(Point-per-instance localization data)
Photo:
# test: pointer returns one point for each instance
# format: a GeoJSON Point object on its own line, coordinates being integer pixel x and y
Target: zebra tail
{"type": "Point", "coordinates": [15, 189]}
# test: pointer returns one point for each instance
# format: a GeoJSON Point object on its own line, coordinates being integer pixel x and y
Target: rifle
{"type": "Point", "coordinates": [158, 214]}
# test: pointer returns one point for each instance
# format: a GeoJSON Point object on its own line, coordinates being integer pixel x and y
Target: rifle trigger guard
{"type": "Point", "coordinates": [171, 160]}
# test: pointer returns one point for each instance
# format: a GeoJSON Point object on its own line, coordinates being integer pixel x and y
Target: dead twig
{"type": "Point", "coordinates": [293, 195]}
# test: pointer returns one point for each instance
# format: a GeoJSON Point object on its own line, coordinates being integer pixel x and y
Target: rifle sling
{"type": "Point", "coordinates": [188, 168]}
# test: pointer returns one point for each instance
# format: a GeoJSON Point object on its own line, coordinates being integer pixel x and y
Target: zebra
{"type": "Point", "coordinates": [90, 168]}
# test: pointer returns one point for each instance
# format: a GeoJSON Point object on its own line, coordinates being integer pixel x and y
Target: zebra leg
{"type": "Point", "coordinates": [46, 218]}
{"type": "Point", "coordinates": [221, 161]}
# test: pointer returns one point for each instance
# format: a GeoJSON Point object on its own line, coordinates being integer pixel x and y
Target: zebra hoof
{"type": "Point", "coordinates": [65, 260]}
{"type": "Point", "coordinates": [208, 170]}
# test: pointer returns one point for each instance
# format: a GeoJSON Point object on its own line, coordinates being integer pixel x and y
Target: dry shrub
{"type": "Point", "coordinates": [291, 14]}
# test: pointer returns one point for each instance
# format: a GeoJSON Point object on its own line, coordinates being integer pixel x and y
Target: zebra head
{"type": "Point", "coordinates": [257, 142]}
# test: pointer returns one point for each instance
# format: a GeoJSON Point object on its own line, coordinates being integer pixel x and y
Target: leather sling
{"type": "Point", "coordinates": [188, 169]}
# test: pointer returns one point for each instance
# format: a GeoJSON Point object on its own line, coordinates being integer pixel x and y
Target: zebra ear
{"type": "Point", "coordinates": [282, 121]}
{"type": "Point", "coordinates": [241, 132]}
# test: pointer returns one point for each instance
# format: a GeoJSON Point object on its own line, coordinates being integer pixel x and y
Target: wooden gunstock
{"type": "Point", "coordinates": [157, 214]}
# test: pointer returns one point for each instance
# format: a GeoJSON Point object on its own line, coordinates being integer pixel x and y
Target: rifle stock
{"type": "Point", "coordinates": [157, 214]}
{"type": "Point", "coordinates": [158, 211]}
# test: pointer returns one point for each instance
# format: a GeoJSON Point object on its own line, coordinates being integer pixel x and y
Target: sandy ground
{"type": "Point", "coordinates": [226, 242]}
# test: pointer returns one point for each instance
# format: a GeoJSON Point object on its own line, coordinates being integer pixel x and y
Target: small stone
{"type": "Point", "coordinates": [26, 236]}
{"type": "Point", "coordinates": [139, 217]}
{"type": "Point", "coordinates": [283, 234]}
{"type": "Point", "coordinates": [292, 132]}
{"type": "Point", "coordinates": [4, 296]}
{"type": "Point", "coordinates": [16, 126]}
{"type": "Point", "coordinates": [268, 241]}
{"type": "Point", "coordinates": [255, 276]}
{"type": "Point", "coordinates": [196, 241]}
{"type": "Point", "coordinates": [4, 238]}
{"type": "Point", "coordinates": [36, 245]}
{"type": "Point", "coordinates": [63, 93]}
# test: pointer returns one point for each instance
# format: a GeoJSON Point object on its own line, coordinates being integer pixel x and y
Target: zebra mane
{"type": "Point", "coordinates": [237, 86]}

» ABOUT THIS EXERCISE: Go through the records above and repeat each one exactly.

» ANSWER TO THIS TASK:
Photo:
# test: pointer returns one point for each instance
# format: a GeoJSON Point object on its own line, coordinates being integer pixel x and y
Target: zebra tail
{"type": "Point", "coordinates": [15, 189]}
# test: pointer returns one point for each instance
# format: a GeoJSON Point object on its own line, coordinates being integer pixel x and y
Target: rifle
{"type": "Point", "coordinates": [158, 214]}
# test: pointer returns one point for each instance
# format: a GeoJSON Point object on its own line, coordinates being integer pixel x and y
Target: rifle trigger guard
{"type": "Point", "coordinates": [171, 160]}
# test: pointer returns one point for each instance
# format: a GeoJSON Point object on its own line, coordinates being integer pixel x and y
Target: dead twig
{"type": "Point", "coordinates": [293, 195]}
# test: pointer returns one point for each instance
# format: a GeoJSON Point object on its own line, coordinates being integer pixel x and y
Target: rifle sling
{"type": "Point", "coordinates": [188, 168]}
# test: pointer returns one point for each instance
# format: a GeoJSON Point object on its own line, coordinates being integer pixel x and y
Target: zebra
{"type": "Point", "coordinates": [90, 168]}
# test: pointer returns one point for each instance
# format: a GeoJSON Point object on its own line, coordinates being integer pixel x and y
Target: zebra leg
{"type": "Point", "coordinates": [46, 218]}
{"type": "Point", "coordinates": [221, 161]}
# test: pointer returns one point for each instance
# format: a GeoJSON Point object on its own line, coordinates being integer pixel x and y
Target: zebra hoof
{"type": "Point", "coordinates": [65, 260]}
{"type": "Point", "coordinates": [208, 170]}
# test: pointer returns one point for each instance
# format: a GeoJSON Point object on its own line, coordinates being integer pixel x and y
Target: dry shrub
{"type": "Point", "coordinates": [291, 14]}
# test: pointer returns one point for each instance
# format: a GeoJSON Point object on its own line, coordinates being integer pixel x and y
Target: zebra head
{"type": "Point", "coordinates": [257, 142]}
# test: pointer returns one point for each instance
# format: a GeoJSON Point object on its own line, coordinates being integer pixel x and y
Target: leather sling
{"type": "Point", "coordinates": [188, 169]}
# test: pointer returns one point for each instance
# format: a GeoJSON Point object on its own line, coordinates being integer pixel x and y
Target: zebra ear
{"type": "Point", "coordinates": [282, 121]}
{"type": "Point", "coordinates": [241, 132]}
# test: pointer returns one point for each instance
# format: a GeoJSON Point object on its own line, coordinates being integer pixel x and y
Target: wooden gunstock
{"type": "Point", "coordinates": [157, 214]}
# test: pointer returns one point for each instance
# format: a GeoJSON Point object on its own line, coordinates being integer pixel x and y
Target: rifle stock
{"type": "Point", "coordinates": [157, 214]}
{"type": "Point", "coordinates": [158, 211]}
# test: pointer returns one point for each instance
# format: a GeoJSON Point object on its own line, coordinates being integer pixel x and y
Target: sandy ground
{"type": "Point", "coordinates": [226, 242]}
# test: pointer returns one point for each instance
# format: a GeoJSON Point object on its own line, coordinates being integer pixel x and y
Target: small stone
{"type": "Point", "coordinates": [26, 236]}
{"type": "Point", "coordinates": [139, 217]}
{"type": "Point", "coordinates": [283, 234]}
{"type": "Point", "coordinates": [292, 132]}
{"type": "Point", "coordinates": [4, 296]}
{"type": "Point", "coordinates": [16, 126]}
{"type": "Point", "coordinates": [268, 241]}
{"type": "Point", "coordinates": [255, 276]}
{"type": "Point", "coordinates": [196, 241]}
{"type": "Point", "coordinates": [4, 238]}
{"type": "Point", "coordinates": [36, 245]}
{"type": "Point", "coordinates": [63, 93]}
# test: pointer returns one point for each instance
# format: a GeoJSON Point object on its own line, coordinates being integer pixel x and y
Target: zebra mane
{"type": "Point", "coordinates": [237, 86]}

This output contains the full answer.